## [GOAL]
Return each line of the entries below that contains the word "trousers".

•••••

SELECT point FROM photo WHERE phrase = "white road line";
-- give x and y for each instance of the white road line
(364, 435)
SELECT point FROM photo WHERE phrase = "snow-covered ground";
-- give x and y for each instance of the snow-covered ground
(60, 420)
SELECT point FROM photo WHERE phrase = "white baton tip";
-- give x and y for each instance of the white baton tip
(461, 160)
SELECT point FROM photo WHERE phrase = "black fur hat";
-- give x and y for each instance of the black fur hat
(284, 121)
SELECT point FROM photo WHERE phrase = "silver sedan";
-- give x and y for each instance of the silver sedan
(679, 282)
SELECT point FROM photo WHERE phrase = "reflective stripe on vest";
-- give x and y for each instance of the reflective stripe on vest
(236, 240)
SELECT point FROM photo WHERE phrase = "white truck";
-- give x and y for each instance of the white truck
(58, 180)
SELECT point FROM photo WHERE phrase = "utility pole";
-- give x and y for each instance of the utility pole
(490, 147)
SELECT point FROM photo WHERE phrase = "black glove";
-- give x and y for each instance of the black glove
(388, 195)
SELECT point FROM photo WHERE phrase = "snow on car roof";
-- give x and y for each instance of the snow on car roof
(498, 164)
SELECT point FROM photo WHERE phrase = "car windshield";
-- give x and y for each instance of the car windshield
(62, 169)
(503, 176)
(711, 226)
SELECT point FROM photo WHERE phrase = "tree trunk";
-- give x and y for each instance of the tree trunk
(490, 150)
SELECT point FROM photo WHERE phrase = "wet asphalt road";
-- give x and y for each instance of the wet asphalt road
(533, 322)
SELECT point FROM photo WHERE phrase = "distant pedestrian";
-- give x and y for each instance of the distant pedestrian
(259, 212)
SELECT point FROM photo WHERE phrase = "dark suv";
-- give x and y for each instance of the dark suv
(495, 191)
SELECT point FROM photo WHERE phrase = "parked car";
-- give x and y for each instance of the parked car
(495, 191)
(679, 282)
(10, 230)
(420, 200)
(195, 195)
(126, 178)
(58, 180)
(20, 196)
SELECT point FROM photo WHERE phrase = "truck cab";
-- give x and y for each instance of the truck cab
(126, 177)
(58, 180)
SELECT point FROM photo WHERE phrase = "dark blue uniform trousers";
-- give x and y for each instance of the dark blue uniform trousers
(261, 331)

•••••

## [OUTPUT FOR THIS TASK]
SELECT point FROM photo WHERE phrase = "dark blue uniform trousers";
-- give x and y for each instance of the dark blue uniform trousers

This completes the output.